To do →
Retype the records below word for word, starting at the line that contains "Target: long dark hair" and stopping after the line that contains "column 179, row 99". Include both of those lines and nothing outside them.

== Records shown ==

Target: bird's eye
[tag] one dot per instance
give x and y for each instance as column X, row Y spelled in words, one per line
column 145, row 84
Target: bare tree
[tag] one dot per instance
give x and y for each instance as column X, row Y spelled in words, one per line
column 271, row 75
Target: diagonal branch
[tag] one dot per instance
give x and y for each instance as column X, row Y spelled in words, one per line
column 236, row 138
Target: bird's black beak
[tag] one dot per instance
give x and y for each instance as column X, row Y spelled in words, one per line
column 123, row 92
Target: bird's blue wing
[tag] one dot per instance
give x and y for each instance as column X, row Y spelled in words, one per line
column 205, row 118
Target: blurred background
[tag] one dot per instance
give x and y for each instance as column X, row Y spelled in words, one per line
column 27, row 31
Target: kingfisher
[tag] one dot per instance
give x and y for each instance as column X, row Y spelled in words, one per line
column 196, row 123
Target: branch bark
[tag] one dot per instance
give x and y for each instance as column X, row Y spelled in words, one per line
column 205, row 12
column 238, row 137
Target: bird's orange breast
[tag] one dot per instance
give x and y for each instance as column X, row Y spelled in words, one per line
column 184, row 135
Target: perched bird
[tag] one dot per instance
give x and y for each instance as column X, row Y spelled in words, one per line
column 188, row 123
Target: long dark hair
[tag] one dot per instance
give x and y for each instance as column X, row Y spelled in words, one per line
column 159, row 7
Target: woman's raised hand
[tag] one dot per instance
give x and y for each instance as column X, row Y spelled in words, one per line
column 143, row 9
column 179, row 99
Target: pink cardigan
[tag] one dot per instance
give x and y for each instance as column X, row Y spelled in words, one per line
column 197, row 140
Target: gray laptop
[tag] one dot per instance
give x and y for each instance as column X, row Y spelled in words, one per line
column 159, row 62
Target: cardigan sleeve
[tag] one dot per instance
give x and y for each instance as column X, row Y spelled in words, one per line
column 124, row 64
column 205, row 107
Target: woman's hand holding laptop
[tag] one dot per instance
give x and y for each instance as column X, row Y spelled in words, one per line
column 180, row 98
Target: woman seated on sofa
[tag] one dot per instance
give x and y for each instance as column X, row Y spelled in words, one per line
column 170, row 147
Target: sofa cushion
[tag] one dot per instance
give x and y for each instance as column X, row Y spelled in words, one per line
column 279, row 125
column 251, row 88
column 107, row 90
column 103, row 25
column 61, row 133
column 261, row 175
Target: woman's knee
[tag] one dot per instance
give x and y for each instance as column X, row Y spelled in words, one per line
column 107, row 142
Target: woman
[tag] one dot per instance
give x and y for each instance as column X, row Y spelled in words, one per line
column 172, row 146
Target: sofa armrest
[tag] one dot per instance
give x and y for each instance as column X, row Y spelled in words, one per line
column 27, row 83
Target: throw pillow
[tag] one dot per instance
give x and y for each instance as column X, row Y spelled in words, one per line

===
== Records shown ==

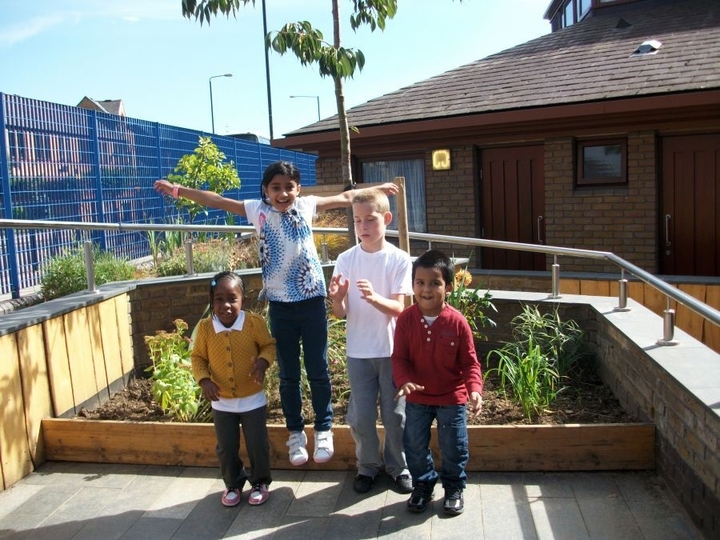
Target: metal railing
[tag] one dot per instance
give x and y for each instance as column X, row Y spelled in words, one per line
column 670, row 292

===
== Records shown ==

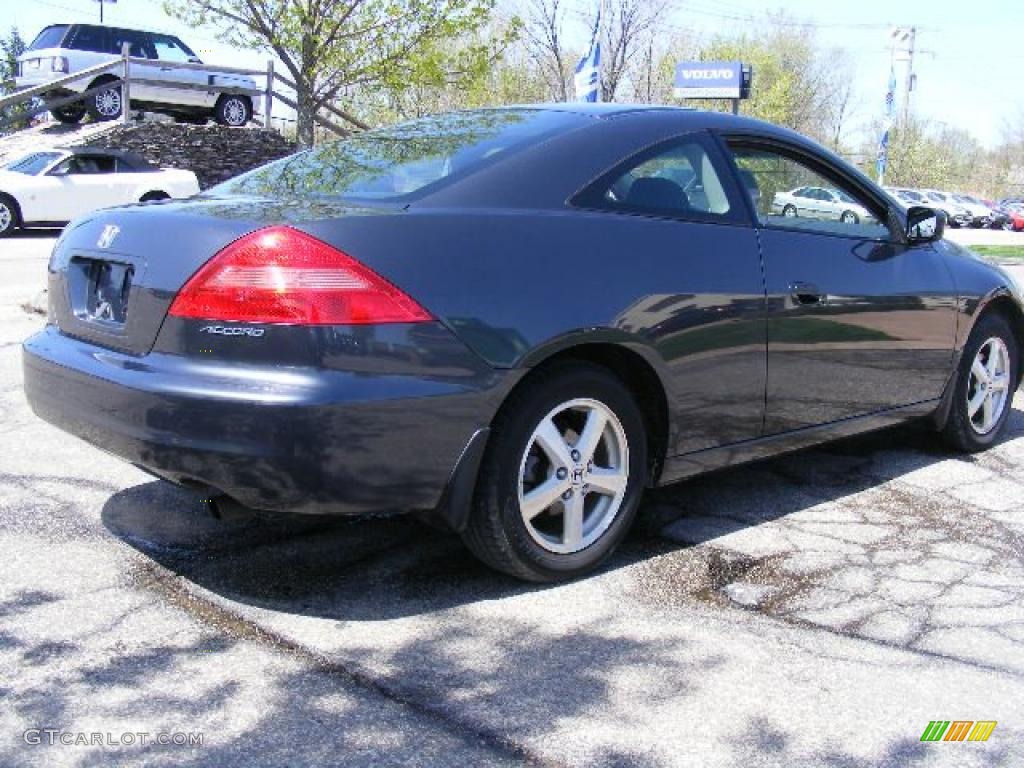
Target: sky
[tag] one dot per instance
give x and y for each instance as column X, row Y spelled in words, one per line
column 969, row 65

===

Written answer →
Target: long dark hair
[tag] one dot per instance
give x and y for each instance as column X, row Y spelled in words, one per line
column 159, row 7
Target: woman's raised hand
[tag] one dot per instance
give x and y for each instance as column X, row Y spelled in words, one per line
column 143, row 9
column 179, row 99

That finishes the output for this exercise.